### DOCUMENTO DE ORIGEN ###

Todo lo que ahora comienza a publicarse en algunos, no muchos, medios de comunicación, está recogido y publicado en el libro de la profesora Rebeca Quintans, Juan Carlos I, la biografía sin silencios (Akal 2016). A pesar de la dureza de lo recogido en esta investigación de más de 700 páginas, ni la Fiscalía ni la Abogacía del Estado han procedido contra la autora, seguramente por temor a hacer el ridículo, pues a fin de cuentas lo que hace la autora es recoger informaciones publicadas, de los sucesivos escándalos, y la actuación encubridora de fiscales, jueces y políticos a lo largo de muchos años, con una sola excepción, la del juez José Castro, instructor del Caso Nóos, y que tuvo como resultado la condena y encarcelamiento del marido de la Infanta Cristina, en un asunto en el que actuaba, según siempre mantuvo, con conocimiento y asesoramiento de la Casa Real.
Ha habido por parte de la clase política, a lo largo de más de cuarenta años, una segregación constante de la baba nacional, con una desmesura a la hora de regalos, homenajes y parabienes hacia Juan Carlos I y familia, con episodios vomitivos como el del regalo de un yate en Palma de Mallorca, pagado por empresarios y por el gobierno balear de Jaume Matas. Sin ir más lejos, y puesto que nuestros hospitales están estos días, lamentablemente, en el ojo de las cámaras, podemos detenernos a repasar la larga lista de centros sanitarios, algunos universitarios, que llevan el nombre de algún miembro de la Casa Real, como si estos tuvieran méritos por encima de los grandes científicos españoles, tan relevantes algunos en la historia de la Medicina.

###

Escribe la continuación del texto sobre Juan Carlos I y la Casa Real a partir de la última oración que aparece.

### DATOS PROPORCIONADOS ###

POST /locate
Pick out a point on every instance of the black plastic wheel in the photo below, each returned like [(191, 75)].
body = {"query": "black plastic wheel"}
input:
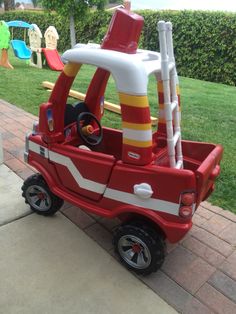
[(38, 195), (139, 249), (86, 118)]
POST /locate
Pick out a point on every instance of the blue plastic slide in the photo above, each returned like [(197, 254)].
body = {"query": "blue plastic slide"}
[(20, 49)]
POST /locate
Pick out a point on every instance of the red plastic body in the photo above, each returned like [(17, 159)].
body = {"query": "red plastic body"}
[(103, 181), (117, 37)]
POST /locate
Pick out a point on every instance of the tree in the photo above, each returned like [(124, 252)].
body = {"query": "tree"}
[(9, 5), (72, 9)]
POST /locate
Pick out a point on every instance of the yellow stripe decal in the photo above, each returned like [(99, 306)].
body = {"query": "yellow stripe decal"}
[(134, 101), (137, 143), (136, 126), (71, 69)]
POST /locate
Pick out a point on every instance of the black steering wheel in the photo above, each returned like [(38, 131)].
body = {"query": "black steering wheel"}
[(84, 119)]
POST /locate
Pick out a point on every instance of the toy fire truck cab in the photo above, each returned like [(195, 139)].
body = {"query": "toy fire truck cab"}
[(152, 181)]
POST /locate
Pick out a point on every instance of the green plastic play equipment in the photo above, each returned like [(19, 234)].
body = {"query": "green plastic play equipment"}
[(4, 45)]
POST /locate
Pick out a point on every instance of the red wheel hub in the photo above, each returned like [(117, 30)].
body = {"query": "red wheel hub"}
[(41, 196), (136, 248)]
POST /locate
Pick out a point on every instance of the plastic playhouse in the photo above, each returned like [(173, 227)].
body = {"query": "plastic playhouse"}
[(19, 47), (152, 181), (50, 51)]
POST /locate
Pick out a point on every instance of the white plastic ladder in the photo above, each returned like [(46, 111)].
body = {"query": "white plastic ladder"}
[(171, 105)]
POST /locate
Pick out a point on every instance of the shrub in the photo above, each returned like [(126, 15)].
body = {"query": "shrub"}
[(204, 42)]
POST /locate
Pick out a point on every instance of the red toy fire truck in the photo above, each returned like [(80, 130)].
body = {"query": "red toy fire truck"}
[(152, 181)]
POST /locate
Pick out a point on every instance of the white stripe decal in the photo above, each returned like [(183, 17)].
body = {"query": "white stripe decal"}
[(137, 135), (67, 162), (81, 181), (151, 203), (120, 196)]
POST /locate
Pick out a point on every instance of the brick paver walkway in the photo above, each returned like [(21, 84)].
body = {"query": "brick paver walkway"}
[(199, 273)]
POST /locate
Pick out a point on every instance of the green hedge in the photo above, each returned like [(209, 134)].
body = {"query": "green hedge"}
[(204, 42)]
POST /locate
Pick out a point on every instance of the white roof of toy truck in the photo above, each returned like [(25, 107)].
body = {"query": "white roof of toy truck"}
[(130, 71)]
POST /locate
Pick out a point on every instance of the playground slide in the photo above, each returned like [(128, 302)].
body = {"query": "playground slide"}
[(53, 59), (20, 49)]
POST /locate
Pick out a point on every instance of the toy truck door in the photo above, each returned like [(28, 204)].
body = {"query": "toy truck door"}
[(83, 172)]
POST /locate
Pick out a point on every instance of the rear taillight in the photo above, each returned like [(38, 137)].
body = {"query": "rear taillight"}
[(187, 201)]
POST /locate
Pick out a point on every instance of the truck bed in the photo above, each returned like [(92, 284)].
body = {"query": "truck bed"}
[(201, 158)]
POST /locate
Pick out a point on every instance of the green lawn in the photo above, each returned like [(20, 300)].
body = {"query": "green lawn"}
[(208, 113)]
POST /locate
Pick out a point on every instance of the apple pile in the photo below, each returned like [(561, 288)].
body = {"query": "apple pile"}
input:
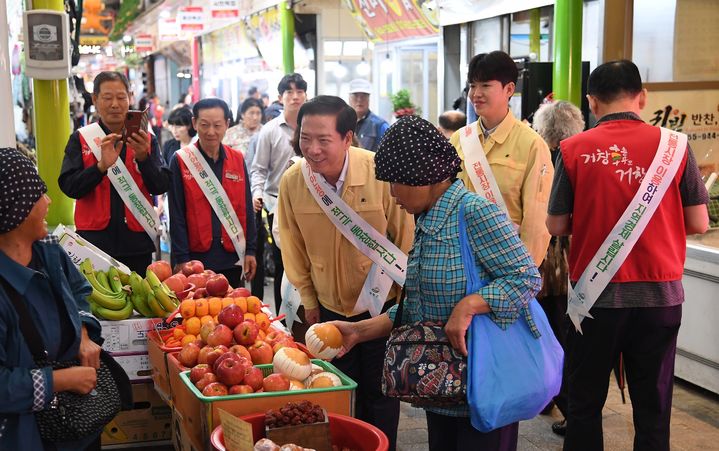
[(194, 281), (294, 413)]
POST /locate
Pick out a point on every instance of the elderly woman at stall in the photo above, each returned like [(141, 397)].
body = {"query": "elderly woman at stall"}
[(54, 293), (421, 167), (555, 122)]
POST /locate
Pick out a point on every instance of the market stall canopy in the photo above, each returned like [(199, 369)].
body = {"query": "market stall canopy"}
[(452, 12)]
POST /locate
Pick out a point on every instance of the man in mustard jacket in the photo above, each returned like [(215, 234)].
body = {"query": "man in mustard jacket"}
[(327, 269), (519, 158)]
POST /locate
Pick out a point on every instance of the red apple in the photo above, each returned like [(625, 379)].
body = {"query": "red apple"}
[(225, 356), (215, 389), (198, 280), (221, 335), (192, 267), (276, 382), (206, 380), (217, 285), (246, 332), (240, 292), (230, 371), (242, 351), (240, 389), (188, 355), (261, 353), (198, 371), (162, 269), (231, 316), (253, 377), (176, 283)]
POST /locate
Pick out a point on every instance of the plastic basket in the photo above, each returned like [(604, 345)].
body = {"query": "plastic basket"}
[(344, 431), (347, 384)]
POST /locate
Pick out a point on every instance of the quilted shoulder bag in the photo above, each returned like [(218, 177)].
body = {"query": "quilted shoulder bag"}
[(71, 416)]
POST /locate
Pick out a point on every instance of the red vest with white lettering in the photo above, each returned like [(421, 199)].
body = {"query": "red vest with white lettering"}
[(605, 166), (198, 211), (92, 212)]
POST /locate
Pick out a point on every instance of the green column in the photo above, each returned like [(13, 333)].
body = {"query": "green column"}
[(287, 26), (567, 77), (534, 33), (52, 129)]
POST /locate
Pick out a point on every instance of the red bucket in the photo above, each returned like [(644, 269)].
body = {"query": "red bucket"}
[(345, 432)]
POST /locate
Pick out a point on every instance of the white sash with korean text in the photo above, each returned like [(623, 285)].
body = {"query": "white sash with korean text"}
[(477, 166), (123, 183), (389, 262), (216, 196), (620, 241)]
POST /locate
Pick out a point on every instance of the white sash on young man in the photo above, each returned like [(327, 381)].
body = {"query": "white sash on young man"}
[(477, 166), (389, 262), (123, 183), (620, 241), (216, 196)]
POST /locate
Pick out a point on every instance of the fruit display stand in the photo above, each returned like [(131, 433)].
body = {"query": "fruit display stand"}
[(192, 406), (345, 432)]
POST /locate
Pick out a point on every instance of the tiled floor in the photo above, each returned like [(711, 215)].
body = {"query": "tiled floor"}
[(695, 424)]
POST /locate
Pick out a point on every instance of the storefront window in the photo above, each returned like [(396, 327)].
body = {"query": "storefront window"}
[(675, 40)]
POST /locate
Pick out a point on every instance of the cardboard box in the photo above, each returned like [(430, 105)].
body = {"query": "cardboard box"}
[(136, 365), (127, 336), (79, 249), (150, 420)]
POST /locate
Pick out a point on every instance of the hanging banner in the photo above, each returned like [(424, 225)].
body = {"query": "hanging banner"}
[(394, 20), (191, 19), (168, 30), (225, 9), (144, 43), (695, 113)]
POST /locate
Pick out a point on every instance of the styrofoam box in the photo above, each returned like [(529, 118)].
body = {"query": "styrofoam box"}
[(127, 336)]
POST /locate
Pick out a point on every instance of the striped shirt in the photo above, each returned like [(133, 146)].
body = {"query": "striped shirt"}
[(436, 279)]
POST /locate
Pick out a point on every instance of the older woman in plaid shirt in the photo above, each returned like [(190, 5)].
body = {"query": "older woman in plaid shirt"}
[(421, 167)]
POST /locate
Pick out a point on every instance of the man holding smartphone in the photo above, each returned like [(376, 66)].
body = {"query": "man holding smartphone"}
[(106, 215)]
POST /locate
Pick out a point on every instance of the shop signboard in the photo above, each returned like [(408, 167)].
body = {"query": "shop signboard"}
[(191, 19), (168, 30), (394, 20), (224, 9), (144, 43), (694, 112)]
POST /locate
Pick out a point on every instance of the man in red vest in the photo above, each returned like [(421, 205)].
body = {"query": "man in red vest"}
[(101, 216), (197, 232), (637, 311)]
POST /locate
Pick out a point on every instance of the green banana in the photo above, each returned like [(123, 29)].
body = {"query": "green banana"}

###

RESULTADO ESPERADO>
Para cuando todo esto pase, muchos comunicadores y políticos dicen que nada va a ser igual, y anticipan que se va a revisar el papel de nuestra industria, en particular la sanitaria, que se pondrá el freno a los negocios con la salud, así como que habrá una gran inversión y apoyo a la investigación. Todo eso se hará, si se sacan enseñanzas de lo que nos está ocurriendo aún, y para ello tiene que haber memoria, una memoria que tiene que extraer conclusiones del papel de las instituciones en esta crisis, y si valorar si han estado o no a la altura de las circunstancias. En el caso de la Monarquía, que se basa en la confianza de los españoles en la persona que está a la cabeza, o eso nos dicen, tendrá que haber también un debate, en particular en torno al apresurado aforamiento de Juan Carlos I tras su abdicación; con respeto para la actuación de los tribunales, que deberían de pedir informes y testimonios de lo actuado y por actuar en los juzgados suizos. Todo ello debería de ser así, si somos una democracia madura, y, si lo somos, puede que sea el momento de saber si el pueblo español es adulto para decidir si quiere mantener una jefatura del Estado que no está sometida a las urnas, y que más que una figura de equilibrio y estabilidad se ha convertido en un auténtico problema.